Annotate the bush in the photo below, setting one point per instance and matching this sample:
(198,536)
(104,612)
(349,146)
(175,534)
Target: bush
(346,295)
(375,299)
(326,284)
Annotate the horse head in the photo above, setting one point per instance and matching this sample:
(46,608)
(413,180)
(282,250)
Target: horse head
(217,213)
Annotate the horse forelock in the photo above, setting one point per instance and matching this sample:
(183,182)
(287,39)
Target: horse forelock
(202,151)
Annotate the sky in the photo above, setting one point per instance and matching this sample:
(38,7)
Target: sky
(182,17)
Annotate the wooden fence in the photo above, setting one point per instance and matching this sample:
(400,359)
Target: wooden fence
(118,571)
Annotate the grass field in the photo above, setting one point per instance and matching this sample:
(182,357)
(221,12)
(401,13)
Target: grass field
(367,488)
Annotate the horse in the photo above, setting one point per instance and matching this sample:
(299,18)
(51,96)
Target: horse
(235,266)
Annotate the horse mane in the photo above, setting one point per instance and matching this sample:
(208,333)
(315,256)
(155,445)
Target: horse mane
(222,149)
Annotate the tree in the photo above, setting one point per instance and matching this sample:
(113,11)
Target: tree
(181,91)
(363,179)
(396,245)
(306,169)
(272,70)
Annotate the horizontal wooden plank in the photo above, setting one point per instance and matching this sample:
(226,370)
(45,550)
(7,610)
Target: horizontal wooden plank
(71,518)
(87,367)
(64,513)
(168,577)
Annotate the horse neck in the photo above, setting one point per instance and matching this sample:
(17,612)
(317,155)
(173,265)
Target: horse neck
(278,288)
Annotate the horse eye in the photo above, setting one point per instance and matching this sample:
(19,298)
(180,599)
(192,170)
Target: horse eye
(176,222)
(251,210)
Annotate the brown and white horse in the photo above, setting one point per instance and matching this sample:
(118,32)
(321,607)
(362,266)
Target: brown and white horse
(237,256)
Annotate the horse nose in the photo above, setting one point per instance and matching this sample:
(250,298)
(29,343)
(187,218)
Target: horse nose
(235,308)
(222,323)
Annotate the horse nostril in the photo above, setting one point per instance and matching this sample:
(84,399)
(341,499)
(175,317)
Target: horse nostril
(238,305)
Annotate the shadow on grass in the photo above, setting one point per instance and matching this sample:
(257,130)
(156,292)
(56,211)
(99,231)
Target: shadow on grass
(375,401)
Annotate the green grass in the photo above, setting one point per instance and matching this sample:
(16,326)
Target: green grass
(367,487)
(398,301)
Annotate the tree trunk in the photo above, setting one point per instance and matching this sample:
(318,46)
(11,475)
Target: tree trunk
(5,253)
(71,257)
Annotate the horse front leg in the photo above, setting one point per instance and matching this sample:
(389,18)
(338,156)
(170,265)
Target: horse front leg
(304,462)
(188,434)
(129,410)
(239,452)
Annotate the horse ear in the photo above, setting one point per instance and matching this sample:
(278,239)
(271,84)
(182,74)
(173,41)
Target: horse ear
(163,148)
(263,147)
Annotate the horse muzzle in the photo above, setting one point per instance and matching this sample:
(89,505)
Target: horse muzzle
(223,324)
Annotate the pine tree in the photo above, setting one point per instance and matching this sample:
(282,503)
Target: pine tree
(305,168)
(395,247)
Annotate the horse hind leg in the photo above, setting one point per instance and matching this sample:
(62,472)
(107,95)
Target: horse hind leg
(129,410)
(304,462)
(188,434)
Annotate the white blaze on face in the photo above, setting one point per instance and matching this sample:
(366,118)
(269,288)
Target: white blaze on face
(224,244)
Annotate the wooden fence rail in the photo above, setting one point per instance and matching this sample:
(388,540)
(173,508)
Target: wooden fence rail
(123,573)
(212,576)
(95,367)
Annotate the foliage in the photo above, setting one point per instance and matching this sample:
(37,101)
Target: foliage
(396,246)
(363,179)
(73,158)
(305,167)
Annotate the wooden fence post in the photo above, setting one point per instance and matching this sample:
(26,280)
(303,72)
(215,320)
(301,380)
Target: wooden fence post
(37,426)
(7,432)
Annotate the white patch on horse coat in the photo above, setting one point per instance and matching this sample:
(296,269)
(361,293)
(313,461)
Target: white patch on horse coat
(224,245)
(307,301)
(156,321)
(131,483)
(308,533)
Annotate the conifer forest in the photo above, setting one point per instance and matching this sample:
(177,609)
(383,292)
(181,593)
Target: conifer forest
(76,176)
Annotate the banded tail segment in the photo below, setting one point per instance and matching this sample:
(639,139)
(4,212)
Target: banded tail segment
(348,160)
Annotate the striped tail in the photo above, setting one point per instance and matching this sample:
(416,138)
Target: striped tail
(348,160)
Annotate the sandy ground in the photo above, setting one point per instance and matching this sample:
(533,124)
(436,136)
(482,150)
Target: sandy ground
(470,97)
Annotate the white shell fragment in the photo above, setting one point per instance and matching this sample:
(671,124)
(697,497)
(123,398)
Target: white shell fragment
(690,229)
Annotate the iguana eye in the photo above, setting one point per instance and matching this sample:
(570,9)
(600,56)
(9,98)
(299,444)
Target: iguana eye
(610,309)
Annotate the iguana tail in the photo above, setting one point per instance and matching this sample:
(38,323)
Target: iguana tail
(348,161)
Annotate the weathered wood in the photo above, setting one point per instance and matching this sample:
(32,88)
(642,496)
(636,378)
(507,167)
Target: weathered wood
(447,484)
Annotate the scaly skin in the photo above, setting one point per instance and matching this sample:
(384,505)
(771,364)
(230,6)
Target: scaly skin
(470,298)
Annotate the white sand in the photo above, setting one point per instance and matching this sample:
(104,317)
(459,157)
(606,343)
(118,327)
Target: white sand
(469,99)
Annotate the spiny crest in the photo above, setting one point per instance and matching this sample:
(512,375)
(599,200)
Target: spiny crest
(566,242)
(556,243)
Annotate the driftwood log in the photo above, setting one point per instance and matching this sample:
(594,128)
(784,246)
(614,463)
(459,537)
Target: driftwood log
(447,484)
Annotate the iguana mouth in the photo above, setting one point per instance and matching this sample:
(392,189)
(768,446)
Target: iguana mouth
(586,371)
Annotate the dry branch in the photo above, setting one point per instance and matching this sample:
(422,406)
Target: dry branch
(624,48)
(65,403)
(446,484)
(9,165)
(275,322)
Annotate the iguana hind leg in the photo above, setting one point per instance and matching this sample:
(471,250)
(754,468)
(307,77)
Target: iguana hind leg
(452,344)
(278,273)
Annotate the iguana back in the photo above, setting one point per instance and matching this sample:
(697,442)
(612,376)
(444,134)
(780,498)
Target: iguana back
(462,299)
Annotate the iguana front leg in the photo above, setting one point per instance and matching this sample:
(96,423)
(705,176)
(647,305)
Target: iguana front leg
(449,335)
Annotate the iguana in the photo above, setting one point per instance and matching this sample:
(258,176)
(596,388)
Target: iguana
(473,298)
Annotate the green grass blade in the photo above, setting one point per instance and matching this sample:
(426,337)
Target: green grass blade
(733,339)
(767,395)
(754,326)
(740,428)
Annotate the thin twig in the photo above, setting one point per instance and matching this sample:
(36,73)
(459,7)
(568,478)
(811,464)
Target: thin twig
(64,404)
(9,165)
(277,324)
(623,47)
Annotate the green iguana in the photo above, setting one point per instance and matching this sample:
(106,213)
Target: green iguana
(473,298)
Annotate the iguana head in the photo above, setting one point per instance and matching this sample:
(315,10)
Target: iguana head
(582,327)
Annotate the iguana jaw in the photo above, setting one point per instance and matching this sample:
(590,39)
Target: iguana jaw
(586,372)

----------------

Exercise – Write out the material exactly as given.

Answer to the exercise –
Annotate the bush in the photo below, setting one point per instance and matching this sample:
(198,536)
(104,612)
(349,146)
(175,534)
Target: bush
(346,295)
(375,299)
(326,284)
Annotate the horse head in the photo above, setting one point per instance and matching this sample:
(46,608)
(413,180)
(282,250)
Target: horse head
(217,213)
Annotate the horse forelock in the photo above, setting one point per instance and matching this sample:
(183,182)
(287,39)
Target: horse forelock
(202,151)
Annotate the sky in the photo above, setting one point per instance and matching this sample:
(38,7)
Target: sky
(182,17)
Annotate the wooden fence in the photo above, setting one point per instance and matching this sample:
(400,359)
Target: wooden fence
(118,571)
Annotate the grass field in the photo above, setting one point per instance and matching this sample:
(182,357)
(221,12)
(401,13)
Target: grass field
(367,488)
Annotate the horse in the photo above, setting one point per instance and matching this sample:
(299,18)
(51,96)
Target: horse
(235,266)
Annotate the horse mane in the photo above, setting one point per instance and matching this sample:
(208,333)
(315,256)
(155,445)
Target: horse mane
(222,149)
Annotate the tree in the photo above, setting one point per instance and matching this sample:
(113,11)
Target: tree
(181,91)
(363,179)
(396,245)
(306,169)
(272,70)
Annotate the horizontal wooden plank in the photo above, setting one point per instance and matching this sample:
(226,370)
(45,550)
(7,610)
Target: horizontal wooden plank
(71,518)
(87,367)
(64,513)
(168,577)
Annotate the horse neck in the photo above, setting one point per instance and matching this sample:
(17,612)
(317,155)
(173,265)
Target: horse neck
(278,288)
Annotate the horse eye in the photo above, setting one point per instance and matching this sample:
(19,298)
(180,599)
(192,170)
Target: horse eye
(176,222)
(251,210)
Annotate the brown and white horse in the photo above, setting one point per instance and matching this sample:
(118,32)
(321,607)
(362,266)
Target: brown and white horse
(237,256)
Annotate the horse nose in the photo above, setting one point per instance and matching this sample:
(250,298)
(29,343)
(187,218)
Target: horse nose
(235,308)
(222,323)
Annotate the horse nostril in the photo above, setting one point per instance and matching this sample:
(84,399)
(341,499)
(175,317)
Target: horse nostril
(238,305)
Annotate the shadow on grass in the photo above, setting one point per instance and matching this sample:
(257,130)
(156,292)
(56,211)
(99,231)
Target: shadow on grass
(375,401)
Annotate the green grass in the photo above, setting one point per instance and matching this sample:
(16,326)
Target: green grass
(367,487)
(398,301)
Annotate the tree trunk in the photo above, setting one point per instance and matching this sample:
(318,46)
(11,475)
Target: tree trunk
(5,253)
(71,257)
Annotate the horse front leg in the photo above, setting one point per instance and matching this sample:
(389,18)
(338,156)
(170,265)
Target: horse front leg
(304,462)
(188,434)
(129,410)
(239,452)
Annotate the horse ear in the photo above, setting one point per instance and matching this sample:
(278,239)
(271,84)
(182,74)
(173,41)
Target: horse ear
(163,148)
(263,147)
Annotate the horse muzzle in the photo above, setting one point per instance and matching this sample:
(89,505)
Target: horse muzzle
(223,324)
Annotate the pine tree in the photo above, setting one point per instance and matching this sample:
(282,503)
Target: pine tree
(305,168)
(395,247)
Annotate the horse hind leg in the photo above, setting one point per instance and matching this sample:
(62,472)
(107,95)
Target: horse hind leg
(129,410)
(304,462)
(188,434)
Annotate the white blaze on face in the photo above, setting one point per instance and matching this sample:
(366,118)
(269,288)
Target: white blaze on face
(224,244)
Annotate the wooden fence rail in the photo above, setting one point per instance and matching this sample:
(388,540)
(173,508)
Target: wooden fence rail
(123,573)
(212,576)
(95,367)
Annotate the foliage in the photo above, setting one point per instance and matching this sample:
(37,101)
Target: foliage
(396,246)
(363,179)
(73,158)
(305,167)
Annotate the wooden fence post in the photo above, setting one point per instance and matching this sample:
(26,280)
(303,72)
(215,320)
(301,380)
Target: wooden fence post
(37,426)
(7,432)
Annotate the white patch on horse coat in the photo above, setting one point per instance and matching this sample:
(296,269)
(361,293)
(313,461)
Target: white patch on horse coat
(224,245)
(307,301)
(156,321)
(131,483)
(308,533)
Annotate the conifer forest in the photo above, setting one point per instance and matching this sample:
(177,609)
(383,292)
(181,593)
Target: conifer forest
(76,176)
Annotate the banded tail segment in the photo below, setting one point per instance and matching this sample:
(639,139)
(4,212)
Target: banded tail segment
(348,160)
Annotate the striped tail in the photo above, setting one point per instance and matching this sample:
(416,138)
Target: striped tail
(348,160)
Annotate the sandy ground in the photo above, setting one point per instance and matching this sample:
(533,124)
(436,136)
(482,150)
Target: sandy ground
(470,97)
Annotate the white shell fragment in the photo above, setting one point per instance and matching this sample:
(671,124)
(697,497)
(123,398)
Target: white shell fragment
(690,229)
Annotate the iguana eye in the photo above, setting one point per instance and matching this sample:
(570,9)
(600,56)
(9,98)
(299,444)
Target: iguana eye
(610,309)
Annotate the iguana tail in the photo above, setting one point per instance and matching this sample:
(38,323)
Target: iguana tail
(348,161)
Annotate the weathered wood in the photo above, setting one point per instance and matching this sample:
(32,88)
(642,496)
(636,378)
(507,167)
Target: weathered wood
(447,484)
Annotate the scaly skin in the photo above, setting one point per instance and matching this sample:
(384,505)
(771,364)
(230,6)
Target: scaly skin
(470,298)
Annotate the white sand in the photo above, setting one point per instance and matching this sample:
(104,317)
(459,157)
(606,343)
(118,327)
Target: white sand
(469,99)
Annotate the spiny crest in the photo above, setting one point per instance and matching this sample:
(512,375)
(599,200)
Target: spiny crest
(566,242)
(556,243)
Annotate the driftwood log in the photo above, setting one point per instance and matching this sample:
(594,128)
(784,246)
(614,463)
(459,537)
Target: driftwood log
(447,484)
Annotate the iguana mouth in the photo above, setting one point per instance and matching this sample:
(392,189)
(768,446)
Target: iguana mouth
(586,371)
Annotate the dry branch in the photo above, setting one point per instance and matching this sample:
(422,406)
Target: dry branch
(624,48)
(65,403)
(446,484)
(9,165)
(275,322)
Annotate the iguana hind leg in the photo above, setting one point per instance and matching this sample:
(471,250)
(754,468)
(307,77)
Target: iguana hind leg
(452,344)
(278,273)
Annotate the iguana back in the photo above, setting one point per instance and matching this sample:
(697,442)
(612,376)
(444,134)
(780,498)
Target: iguana back
(462,299)
Annotate the iguana front leg in the photo above, setting one point per instance and matching this sample:
(96,423)
(705,176)
(647,305)
Target: iguana front leg
(449,335)
Annotate the iguana in the photo above, setting one point per instance and matching this sample:
(258,176)
(596,388)
Target: iguana
(473,298)
Annotate the green grass blade in the photo above, setting one point per instance and matching this sample:
(426,337)
Target: green grass blade
(733,339)
(767,395)
(754,326)
(740,428)
Annotate the thin twig in the photo above, setting one point per instance and matching this sample:
(36,73)
(459,7)
(568,478)
(811,464)
Target: thin twig
(64,404)
(9,165)
(277,324)
(623,47)
Annotate the green iguana in the photo above, setting one point per instance and matching this sample:
(106,213)
Target: green iguana
(473,298)
Annotate the iguana head in the photo above, setting one point per instance and matching this sample:
(315,10)
Target: iguana head
(582,327)
Annotate the iguana jaw in the photo above, setting one point per instance and matching this sample:
(590,39)
Target: iguana jaw
(586,372)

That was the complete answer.